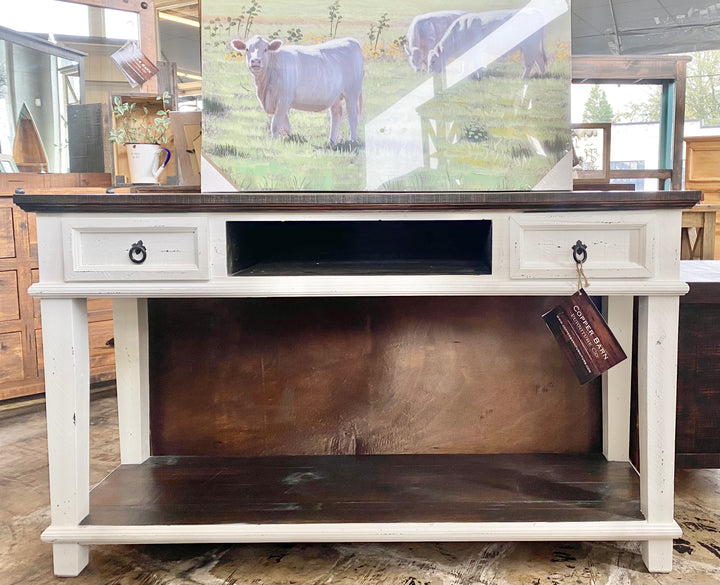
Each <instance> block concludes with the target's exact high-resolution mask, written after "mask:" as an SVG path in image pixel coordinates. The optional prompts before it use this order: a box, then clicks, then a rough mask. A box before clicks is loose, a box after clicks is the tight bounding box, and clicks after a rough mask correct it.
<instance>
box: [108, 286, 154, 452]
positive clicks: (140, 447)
mask: <svg viewBox="0 0 720 585" xmlns="http://www.w3.org/2000/svg"><path fill="white" fill-rule="evenodd" d="M113 327H114V329H115V378H116V381H117V398H118V420H119V427H120V461H121V463H142V462H143V461H145V460H146V459H147V458H148V457H149V456H150V393H149V373H148V367H149V366H148V322H147V299H113Z"/></svg>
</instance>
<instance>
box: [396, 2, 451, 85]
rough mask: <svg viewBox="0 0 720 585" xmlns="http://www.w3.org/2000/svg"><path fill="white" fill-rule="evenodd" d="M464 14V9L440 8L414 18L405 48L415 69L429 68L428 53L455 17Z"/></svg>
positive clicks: (411, 23) (407, 55)
mask: <svg viewBox="0 0 720 585" xmlns="http://www.w3.org/2000/svg"><path fill="white" fill-rule="evenodd" d="M463 14H465V12H464V11H463V10H440V11H439V12H428V13H426V14H418V15H417V16H416V17H415V18H413V20H412V22H411V23H410V26H409V27H408V32H407V44H406V45H405V46H404V48H405V54H406V55H407V57H408V61H409V62H410V66H411V67H412V68H413V70H414V71H416V72H418V71H422V70H423V69H427V56H428V53H429V52H430V51H431V50H432V49H434V48H435V45H437V44H438V41H439V40H440V39H441V38H442V36H443V35H444V34H445V31H446V30H447V29H448V28H449V27H450V25H451V24H452V23H453V22H454V21H455V19H456V18H458V17H459V16H462V15H463Z"/></svg>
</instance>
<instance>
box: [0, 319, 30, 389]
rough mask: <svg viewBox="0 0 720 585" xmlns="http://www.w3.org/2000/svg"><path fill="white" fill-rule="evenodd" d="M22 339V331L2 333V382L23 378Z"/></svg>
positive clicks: (22, 351) (1, 347) (1, 376)
mask: <svg viewBox="0 0 720 585" xmlns="http://www.w3.org/2000/svg"><path fill="white" fill-rule="evenodd" d="M22 341H23V340H22V333H21V332H20V331H10V332H8V333H0V383H3V382H13V381H16V380H22V379H23V377H24V375H25V372H24V371H23V351H22V350H23V346H22Z"/></svg>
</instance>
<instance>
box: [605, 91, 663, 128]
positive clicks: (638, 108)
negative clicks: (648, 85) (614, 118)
mask: <svg viewBox="0 0 720 585" xmlns="http://www.w3.org/2000/svg"><path fill="white" fill-rule="evenodd" d="M647 88H648V97H647V99H645V100H643V101H642V102H630V103H628V104H626V105H625V109H624V110H623V111H622V112H620V113H618V114H617V116H616V117H615V121H616V122H659V121H660V113H661V112H662V90H661V89H660V86H659V85H650V86H647Z"/></svg>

Requirement: Could you please write out the entries exactly as they are, with every picture left out?

Answer space:
Each <instance> block concludes with the target's exact high-resolution mask, written after "mask:" as an SVG path in image pixel coordinates. The optional prompts before it use this order: a box, then clicks, then a rough mask. A box before clicks is loose, a box after clicks is the tight bounding box, and clicks after a rough mask correct it.
<instance>
box: [108, 286, 154, 452]
positive clicks: (140, 447)
mask: <svg viewBox="0 0 720 585" xmlns="http://www.w3.org/2000/svg"><path fill="white" fill-rule="evenodd" d="M113 327H114V329H115V378H116V381H117V398H118V420H119V427H120V461H121V463H142V462H143V461H145V460H146V459H147V458H148V457H149V456H150V393H149V373H148V367H149V366H148V322H147V299H113Z"/></svg>
</instance>
<instance>
box: [396, 2, 451, 85]
rough mask: <svg viewBox="0 0 720 585" xmlns="http://www.w3.org/2000/svg"><path fill="white" fill-rule="evenodd" d="M464 14V9L440 8L414 18L405 48L415 69L429 68L428 53L455 17Z"/></svg>
positive clicks: (411, 23) (407, 55)
mask: <svg viewBox="0 0 720 585" xmlns="http://www.w3.org/2000/svg"><path fill="white" fill-rule="evenodd" d="M463 14H465V12H464V11H463V10H440V11H439V12H428V13H426V14H418V15H417V16H416V17H415V18H413V20H412V22H411V23H410V26H409V27H408V32H407V44H406V45H405V46H404V48H405V54H406V55H407V57H408V61H409V62H410V66H411V67H412V68H413V70H414V71H416V72H418V71H422V70H423V69H427V56H428V53H429V52H430V51H431V50H432V49H434V48H435V45H437V44H438V41H439V40H440V39H441V38H442V36H443V35H444V34H445V31H446V30H447V29H448V28H449V27H450V25H451V24H452V23H453V22H454V21H455V19H456V18H458V17H459V16H462V15H463Z"/></svg>
</instance>
<instance>
box: [0, 319, 30, 389]
rough mask: <svg viewBox="0 0 720 585" xmlns="http://www.w3.org/2000/svg"><path fill="white" fill-rule="evenodd" d="M22 339V331L2 333V382L23 378Z"/></svg>
positive clicks: (22, 351) (1, 347) (1, 376)
mask: <svg viewBox="0 0 720 585" xmlns="http://www.w3.org/2000/svg"><path fill="white" fill-rule="evenodd" d="M22 341H23V340H22V333H21V332H20V331H10V332H8V333H0V383H3V382H13V381H16V380H22V379H23V377H24V375H25V372H24V371H23V351H22V350H23V346H22Z"/></svg>
</instance>
<instance>
box: [605, 91, 663, 128]
positive clicks: (638, 108)
negative clicks: (648, 85) (614, 118)
mask: <svg viewBox="0 0 720 585" xmlns="http://www.w3.org/2000/svg"><path fill="white" fill-rule="evenodd" d="M647 88H648V97H647V99H645V100H643V101H642V102H630V103H628V104H626V105H625V109H624V110H623V111H622V112H620V113H618V114H617V116H616V117H615V121H616V122H659V121H660V113H661V112H662V90H661V89H660V86H659V85H650V86H647Z"/></svg>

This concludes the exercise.